--- Passage to read ---

Lesley Riddoch in her early April 2026 podcast said on the ferries crisis (literally)
I’ve got to say personally, I’m sick of hearing people on the mainland ‘attack islanders’ for simply expecting that they can be connected. Just to remind you we all live on an island, and it would be a bit like saying Scotland’s a bit too expensive to include in UK national systems so let’s just charge them more. We wouldnae, would we?’
Who are those ‘people’ attacking islanders then? Turns out it’s me!
‘I’m probably gonna lose some friends on this because I am absolutely sick of people blaming the islanders for sort of whinging or for getting more than their just deserts….but the other that’s just driving me crazy is the amount of misrepresentation there is going around and I’ve got to say the otherwise estimable Professor John Robertson who does Talking-up Scotland has got a post, I mean, this is so hurtful to people, on the islands. Many people on the islands have got in touch with me about this. He is very critical of islanders.’
She goes on to reject my comparison between Calmac and five other ferry providers in the UK and North America in favour of comparing with Norway which has a more decentralised privatised system.
So, the next day, I get three threats of physical violence should I ever visit certain islands, in social media, all quickly moderated and removed. Historically, these last three years I’ve had more grief for writing in defence of CalMac against the media ferry fiasco feeding frenzy narrative which is clearly a political movement by a few elite ‘islanders’ and local politicians against the SNP.
I have studied hundreds of reports, from the Isle of Wight to British Columbia and on to Greece and New Zealand. By any measure, cost, reliability, safety and inclusiveness, CalMac wins hands down. Give me a break on this? 40 years teaching research methods and doing research published in peer-review.

---

Action item
In the post about the ferries crisis, which measures does the writer say CalMac wins on?

--- Input data ---

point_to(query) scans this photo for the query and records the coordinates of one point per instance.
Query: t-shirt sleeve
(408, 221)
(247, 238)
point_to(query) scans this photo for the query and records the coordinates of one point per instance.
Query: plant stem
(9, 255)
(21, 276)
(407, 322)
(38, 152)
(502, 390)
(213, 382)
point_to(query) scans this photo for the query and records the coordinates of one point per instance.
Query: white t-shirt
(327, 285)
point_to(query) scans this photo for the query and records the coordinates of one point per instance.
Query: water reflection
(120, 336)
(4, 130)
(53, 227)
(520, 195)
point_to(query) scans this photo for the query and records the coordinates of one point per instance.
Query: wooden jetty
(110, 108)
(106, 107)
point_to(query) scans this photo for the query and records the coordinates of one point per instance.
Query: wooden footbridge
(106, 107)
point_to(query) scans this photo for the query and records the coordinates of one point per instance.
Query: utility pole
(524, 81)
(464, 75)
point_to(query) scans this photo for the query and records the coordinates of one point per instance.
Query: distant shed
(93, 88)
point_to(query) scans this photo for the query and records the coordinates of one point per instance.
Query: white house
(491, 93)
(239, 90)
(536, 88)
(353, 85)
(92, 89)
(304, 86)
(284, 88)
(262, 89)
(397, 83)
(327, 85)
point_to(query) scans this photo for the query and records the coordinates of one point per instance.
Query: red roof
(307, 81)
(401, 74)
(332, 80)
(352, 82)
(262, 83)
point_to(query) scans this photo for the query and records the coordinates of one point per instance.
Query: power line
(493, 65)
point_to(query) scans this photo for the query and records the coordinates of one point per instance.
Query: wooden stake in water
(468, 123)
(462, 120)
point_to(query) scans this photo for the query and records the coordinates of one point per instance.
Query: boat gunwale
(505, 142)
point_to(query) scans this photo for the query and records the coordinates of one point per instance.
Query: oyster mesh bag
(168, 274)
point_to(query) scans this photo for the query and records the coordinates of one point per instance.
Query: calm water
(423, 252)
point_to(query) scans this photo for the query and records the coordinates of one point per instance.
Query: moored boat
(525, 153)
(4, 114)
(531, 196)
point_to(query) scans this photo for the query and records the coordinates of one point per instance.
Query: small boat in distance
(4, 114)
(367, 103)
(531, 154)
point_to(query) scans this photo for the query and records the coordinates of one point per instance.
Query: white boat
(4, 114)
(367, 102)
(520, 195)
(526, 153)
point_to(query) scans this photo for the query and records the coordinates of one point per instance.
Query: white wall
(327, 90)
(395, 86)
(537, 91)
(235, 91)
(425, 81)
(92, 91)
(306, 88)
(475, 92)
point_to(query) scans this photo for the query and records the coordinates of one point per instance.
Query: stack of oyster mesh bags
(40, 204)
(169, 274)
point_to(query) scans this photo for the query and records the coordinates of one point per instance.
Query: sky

---

Solution
Cost, reliability, safety and inclusiveness.